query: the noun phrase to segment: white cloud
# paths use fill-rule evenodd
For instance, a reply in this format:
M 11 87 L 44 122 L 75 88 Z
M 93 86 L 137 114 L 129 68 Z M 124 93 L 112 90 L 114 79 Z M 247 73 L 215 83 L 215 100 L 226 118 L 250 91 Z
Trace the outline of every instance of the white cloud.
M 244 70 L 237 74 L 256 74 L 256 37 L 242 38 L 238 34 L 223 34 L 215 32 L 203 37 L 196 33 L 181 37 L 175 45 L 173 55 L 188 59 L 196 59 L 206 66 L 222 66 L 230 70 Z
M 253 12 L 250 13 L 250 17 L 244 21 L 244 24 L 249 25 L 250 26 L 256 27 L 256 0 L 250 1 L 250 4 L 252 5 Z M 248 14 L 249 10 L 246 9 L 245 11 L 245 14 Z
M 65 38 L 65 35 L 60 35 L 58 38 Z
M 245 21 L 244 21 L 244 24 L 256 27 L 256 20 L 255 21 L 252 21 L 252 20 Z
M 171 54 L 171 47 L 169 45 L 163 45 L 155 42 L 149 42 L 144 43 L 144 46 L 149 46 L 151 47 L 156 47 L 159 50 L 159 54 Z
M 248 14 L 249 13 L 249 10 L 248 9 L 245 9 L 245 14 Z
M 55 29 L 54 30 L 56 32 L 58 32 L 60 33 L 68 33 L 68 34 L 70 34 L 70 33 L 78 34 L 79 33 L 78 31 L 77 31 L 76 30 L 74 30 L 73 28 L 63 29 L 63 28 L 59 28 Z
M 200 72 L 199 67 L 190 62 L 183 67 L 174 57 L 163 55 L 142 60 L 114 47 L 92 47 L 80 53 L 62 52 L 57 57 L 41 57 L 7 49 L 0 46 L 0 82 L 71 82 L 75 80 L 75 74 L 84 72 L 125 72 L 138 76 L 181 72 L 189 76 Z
● ● ● ● ●
Exercise objective: Extract every line of the material above and copy each one without any change.

Final answer:
query: the noun phrase to segment: white cloud
# paths use fill-rule evenodd
For instance, a reply in this format:
M 11 87 L 44 122 L 75 88 Z
M 93 86 L 137 114 L 129 68 Z M 124 93 L 112 90 L 114 79 Z M 247 73 L 215 83 L 215 100 L 226 118 L 250 91 Z
Trace the outline of every instance of the white cloud.
M 244 70 L 237 74 L 256 74 L 256 37 L 242 38 L 238 34 L 223 34 L 215 32 L 203 37 L 196 33 L 181 37 L 175 45 L 173 55 L 188 59 L 196 59 L 206 66 L 222 66 L 230 70 Z
M 253 12 L 250 13 L 250 17 L 244 21 L 244 24 L 249 25 L 250 26 L 256 27 L 256 0 L 250 1 L 250 4 L 252 5 Z M 248 14 L 249 10 L 246 9 L 245 11 L 245 14 Z
M 65 38 L 65 35 L 60 35 L 58 38 Z
M 245 21 L 244 21 L 244 24 L 256 27 L 256 20 L 255 21 L 252 21 L 252 20 Z
M 171 54 L 171 47 L 169 45 L 163 45 L 155 42 L 149 42 L 144 43 L 144 46 L 149 46 L 151 47 L 156 47 L 159 50 L 159 54 Z
M 248 14 L 249 13 L 249 10 L 248 9 L 245 9 L 245 14 Z
M 55 29 L 54 30 L 56 32 L 58 32 L 60 33 L 68 33 L 68 34 L 70 34 L 70 33 L 78 34 L 79 33 L 78 31 L 77 31 L 76 30 L 74 30 L 73 28 L 63 29 L 63 28 L 59 28 Z
M 200 72 L 199 67 L 190 62 L 183 67 L 174 57 L 163 55 L 142 60 L 114 47 L 92 47 L 80 53 L 62 52 L 57 57 L 41 57 L 7 49 L 0 46 L 0 82 L 71 82 L 75 80 L 75 74 L 84 72 L 125 72 L 138 76 L 181 72 L 189 76 Z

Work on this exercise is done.